Hendricks said he’s working on filling all five full-time faculty lines.

Sources say the department’s chronically small enrollment and few majors contribute to difficulty hiring/retaining faculty in a highly competitive marketplace and to the close scrutiny the department receives whenever talk of cutting funds surfaces.

Wade said black studies at UNO is hardly alone in its plight. He said the move to reduce the status of black studies on other campuses has led to cuts. “It has happened in enough cases to be noted,” Wade said. “I was affiliated with the black studies program at Vassar College, and that’s one whose status has been diminished over the years … . In other words, the struggle for black studies is being waged as we speak. It’s still not on the secure foundations it should be in the United States.”

Some observers say black studies must navigate a corporate-modeled university culture predisposed to oppose it. “That means at every level there’s always bargaining, conniving, chiseling, pressuring to get your goals. Every year the money is deposited in a pot to colleges, and it’s at the dean’s discretion … where and how the money’s distributed,” Chrisman said. Robbing-Peter-to-pay-Paul machinations are endemic to academia, and critics will tell you black studies is on the short end of funding shell games that take from it to give to other units.

Chrisman feels an over-reliance on part-time, adjunct faculty impedes developing “a core to your department.” At UNO he questions why the College of Arts and Sciences has not devoted resources to secure more full-time faculty as a way to solidify and advance the program. It’s this kind of ad hoc approach that makes him feel “the administration really doesn’t quite respect the black experience totally.” He said it strikes him as a type of “getting-it-as-cheap-as-possible” shortcut. Hendricks said he believes the ratio of part-time to full-time faculty in the department is comparable to that in other departments in UNO’s College of Arts and Sciences. He also said part-time, adjunct faculty drawn from the community help fulfill the strong black studies mission to be anchored there.

Breaux’s successor as Interim UNO black studies chair, Peggy Jones, is a tenured track associate professor. Her specialty is not black studies but fine arts.

Boamah-Wiafe feels with the departures of Breaux and himself the department “will be the weakest, in terms of faculty” it has been in his 30 years there.

→ **EXERCISE INSTRUCTIONS**
(a) In the text on black studies at UNO, how many full-time faculty lines is Hendricks working to fill?
(b) Render this sentence from the text on black studies at UNO in Spanish: "Her specialty is not black studies but fine arts."

(Saved data entries)
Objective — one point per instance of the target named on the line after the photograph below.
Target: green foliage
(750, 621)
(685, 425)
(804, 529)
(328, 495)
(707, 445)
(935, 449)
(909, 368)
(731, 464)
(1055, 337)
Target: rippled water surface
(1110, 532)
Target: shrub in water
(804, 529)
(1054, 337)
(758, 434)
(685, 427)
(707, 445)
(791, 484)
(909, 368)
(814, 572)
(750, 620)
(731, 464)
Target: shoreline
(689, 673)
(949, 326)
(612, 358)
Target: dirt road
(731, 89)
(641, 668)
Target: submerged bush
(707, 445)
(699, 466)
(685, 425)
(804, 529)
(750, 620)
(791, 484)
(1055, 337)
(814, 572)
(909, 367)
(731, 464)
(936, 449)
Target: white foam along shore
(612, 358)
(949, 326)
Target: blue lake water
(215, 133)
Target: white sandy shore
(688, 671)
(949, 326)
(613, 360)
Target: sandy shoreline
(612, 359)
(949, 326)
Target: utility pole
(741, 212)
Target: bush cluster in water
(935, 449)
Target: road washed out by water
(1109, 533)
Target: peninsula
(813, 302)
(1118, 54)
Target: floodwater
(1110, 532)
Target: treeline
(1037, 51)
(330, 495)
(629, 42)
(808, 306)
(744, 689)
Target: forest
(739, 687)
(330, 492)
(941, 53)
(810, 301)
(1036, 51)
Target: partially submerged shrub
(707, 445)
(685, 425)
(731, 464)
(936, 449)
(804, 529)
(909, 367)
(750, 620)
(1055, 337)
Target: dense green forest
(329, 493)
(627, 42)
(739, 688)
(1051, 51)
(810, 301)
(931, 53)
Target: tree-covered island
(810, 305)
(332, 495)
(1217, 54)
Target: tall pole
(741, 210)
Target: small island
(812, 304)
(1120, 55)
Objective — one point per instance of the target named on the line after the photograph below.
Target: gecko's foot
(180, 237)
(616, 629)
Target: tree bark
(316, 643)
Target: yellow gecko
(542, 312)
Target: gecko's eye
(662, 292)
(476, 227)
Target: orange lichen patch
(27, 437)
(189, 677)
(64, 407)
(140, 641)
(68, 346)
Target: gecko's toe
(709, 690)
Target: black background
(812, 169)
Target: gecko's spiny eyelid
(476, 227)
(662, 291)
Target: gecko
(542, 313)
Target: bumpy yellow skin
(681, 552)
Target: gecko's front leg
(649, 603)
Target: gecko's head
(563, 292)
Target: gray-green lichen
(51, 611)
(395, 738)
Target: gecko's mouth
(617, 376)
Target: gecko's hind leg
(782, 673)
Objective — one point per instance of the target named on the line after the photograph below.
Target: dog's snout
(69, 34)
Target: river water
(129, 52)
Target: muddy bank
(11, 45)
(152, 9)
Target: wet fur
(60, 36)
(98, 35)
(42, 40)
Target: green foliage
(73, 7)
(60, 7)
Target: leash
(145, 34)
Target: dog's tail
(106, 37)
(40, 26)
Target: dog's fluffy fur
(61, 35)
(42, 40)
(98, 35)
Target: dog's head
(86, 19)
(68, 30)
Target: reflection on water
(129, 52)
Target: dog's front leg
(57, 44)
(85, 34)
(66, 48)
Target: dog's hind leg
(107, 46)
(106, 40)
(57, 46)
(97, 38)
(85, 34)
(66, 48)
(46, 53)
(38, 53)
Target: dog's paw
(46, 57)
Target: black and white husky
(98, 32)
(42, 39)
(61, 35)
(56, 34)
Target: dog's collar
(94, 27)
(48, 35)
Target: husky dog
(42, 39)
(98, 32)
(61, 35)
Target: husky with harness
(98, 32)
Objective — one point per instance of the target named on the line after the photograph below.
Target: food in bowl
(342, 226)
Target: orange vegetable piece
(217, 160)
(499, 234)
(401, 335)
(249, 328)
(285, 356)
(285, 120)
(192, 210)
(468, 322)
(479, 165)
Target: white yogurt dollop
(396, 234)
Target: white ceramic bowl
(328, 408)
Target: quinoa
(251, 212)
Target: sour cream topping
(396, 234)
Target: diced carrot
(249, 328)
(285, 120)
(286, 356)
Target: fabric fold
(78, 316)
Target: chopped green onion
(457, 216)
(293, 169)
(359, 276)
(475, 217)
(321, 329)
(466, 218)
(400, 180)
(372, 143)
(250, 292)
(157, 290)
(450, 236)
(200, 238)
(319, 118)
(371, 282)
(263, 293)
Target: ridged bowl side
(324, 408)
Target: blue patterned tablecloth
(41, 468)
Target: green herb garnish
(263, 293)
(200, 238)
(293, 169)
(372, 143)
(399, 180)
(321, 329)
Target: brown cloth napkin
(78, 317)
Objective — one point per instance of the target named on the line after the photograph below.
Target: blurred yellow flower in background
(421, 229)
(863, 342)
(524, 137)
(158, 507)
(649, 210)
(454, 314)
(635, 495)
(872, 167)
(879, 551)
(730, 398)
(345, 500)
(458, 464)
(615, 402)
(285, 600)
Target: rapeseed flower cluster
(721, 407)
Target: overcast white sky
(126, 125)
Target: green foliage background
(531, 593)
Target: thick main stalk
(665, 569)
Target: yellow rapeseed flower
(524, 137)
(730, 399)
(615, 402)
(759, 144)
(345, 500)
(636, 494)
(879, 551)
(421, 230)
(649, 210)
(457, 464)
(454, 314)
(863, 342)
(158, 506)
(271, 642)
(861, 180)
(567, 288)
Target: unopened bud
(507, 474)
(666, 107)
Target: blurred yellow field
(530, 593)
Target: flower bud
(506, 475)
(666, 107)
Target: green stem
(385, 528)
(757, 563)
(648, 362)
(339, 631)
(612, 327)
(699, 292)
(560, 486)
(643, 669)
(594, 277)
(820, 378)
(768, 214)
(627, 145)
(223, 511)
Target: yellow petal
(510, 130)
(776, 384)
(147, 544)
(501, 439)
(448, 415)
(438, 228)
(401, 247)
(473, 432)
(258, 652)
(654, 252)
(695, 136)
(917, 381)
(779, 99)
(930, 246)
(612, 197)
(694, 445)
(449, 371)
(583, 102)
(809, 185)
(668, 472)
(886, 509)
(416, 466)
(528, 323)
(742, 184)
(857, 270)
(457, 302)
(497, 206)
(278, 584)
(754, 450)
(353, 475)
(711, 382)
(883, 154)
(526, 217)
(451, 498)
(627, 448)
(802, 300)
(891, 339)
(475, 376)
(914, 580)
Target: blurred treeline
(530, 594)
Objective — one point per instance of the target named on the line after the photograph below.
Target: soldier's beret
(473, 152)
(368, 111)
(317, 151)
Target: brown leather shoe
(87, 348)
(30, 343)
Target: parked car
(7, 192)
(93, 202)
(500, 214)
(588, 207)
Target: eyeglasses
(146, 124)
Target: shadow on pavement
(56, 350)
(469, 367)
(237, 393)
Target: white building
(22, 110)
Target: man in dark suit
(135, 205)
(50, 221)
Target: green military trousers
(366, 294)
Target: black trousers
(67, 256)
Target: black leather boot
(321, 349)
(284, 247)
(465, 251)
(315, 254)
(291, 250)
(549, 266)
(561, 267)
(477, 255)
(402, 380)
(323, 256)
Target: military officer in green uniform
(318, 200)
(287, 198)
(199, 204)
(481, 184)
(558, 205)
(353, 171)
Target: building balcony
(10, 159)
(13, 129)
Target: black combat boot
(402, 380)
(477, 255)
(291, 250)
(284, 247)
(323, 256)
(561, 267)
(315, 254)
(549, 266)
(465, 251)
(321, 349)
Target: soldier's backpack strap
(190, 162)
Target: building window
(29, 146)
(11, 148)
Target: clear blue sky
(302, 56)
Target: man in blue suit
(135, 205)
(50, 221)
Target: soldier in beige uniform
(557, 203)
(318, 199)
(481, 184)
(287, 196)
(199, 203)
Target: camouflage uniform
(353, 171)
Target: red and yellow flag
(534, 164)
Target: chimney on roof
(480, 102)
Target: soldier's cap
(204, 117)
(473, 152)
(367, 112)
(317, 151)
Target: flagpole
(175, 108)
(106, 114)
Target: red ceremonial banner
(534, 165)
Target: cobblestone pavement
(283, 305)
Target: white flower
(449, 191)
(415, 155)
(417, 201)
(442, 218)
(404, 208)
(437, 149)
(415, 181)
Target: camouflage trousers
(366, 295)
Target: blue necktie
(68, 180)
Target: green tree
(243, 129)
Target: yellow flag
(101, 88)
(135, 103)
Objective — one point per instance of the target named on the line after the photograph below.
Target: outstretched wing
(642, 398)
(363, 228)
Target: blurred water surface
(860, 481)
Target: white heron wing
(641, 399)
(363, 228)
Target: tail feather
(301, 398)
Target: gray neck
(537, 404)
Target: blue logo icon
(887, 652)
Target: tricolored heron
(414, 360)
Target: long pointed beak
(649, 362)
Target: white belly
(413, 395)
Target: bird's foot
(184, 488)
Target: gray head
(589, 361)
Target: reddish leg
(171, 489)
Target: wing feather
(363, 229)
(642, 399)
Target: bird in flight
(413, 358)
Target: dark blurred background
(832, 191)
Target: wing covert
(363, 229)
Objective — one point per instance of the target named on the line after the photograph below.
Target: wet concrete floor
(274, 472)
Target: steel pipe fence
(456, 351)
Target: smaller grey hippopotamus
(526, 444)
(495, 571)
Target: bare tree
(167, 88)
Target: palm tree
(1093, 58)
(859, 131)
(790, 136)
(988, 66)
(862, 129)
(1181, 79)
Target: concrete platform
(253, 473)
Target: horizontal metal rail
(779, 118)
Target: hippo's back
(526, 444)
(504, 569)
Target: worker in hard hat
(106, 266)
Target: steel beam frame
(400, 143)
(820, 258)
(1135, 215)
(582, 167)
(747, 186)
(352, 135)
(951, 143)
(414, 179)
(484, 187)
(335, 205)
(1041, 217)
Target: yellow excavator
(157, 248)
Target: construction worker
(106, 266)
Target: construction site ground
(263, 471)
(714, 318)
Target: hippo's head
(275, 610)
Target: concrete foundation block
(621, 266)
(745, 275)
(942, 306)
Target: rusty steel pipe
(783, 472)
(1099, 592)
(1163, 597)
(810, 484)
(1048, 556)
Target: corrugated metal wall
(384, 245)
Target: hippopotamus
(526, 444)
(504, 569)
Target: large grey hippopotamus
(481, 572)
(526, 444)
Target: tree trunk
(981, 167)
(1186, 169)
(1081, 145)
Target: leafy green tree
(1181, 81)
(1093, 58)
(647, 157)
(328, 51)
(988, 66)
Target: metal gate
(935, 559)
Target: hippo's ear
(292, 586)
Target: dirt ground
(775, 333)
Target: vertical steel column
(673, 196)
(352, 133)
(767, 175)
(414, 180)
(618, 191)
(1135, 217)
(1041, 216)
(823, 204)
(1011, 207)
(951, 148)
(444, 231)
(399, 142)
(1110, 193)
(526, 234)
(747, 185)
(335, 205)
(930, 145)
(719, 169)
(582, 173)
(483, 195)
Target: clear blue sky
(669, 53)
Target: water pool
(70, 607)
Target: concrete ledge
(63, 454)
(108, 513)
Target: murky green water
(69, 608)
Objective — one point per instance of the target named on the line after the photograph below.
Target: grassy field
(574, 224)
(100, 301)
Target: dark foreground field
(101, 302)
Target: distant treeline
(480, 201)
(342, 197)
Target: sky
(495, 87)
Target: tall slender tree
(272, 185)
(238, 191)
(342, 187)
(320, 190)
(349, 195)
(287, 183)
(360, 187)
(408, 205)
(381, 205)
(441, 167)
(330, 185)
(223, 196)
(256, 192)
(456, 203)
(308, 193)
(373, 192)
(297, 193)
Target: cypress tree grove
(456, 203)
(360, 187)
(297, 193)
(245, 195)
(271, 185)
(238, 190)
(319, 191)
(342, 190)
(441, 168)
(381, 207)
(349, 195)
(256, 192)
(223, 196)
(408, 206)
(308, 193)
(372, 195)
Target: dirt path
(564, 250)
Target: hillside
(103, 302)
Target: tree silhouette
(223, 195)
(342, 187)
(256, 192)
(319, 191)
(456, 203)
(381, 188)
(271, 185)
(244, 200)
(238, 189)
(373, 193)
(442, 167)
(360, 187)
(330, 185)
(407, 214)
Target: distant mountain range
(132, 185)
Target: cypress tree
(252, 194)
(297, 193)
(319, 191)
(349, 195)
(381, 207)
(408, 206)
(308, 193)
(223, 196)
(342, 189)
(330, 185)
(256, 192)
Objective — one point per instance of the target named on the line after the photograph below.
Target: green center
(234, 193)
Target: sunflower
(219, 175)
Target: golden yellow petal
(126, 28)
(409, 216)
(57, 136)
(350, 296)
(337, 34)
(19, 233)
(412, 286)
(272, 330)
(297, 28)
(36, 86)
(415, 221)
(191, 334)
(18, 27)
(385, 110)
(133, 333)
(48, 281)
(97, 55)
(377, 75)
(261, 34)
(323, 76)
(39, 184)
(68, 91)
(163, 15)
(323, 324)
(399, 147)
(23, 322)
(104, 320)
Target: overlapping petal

→ **RESPONSES TO THE TASKS**
(a) Five.

(b) Su especialidad no son los estudios afroamericanos, sino las bellas artes.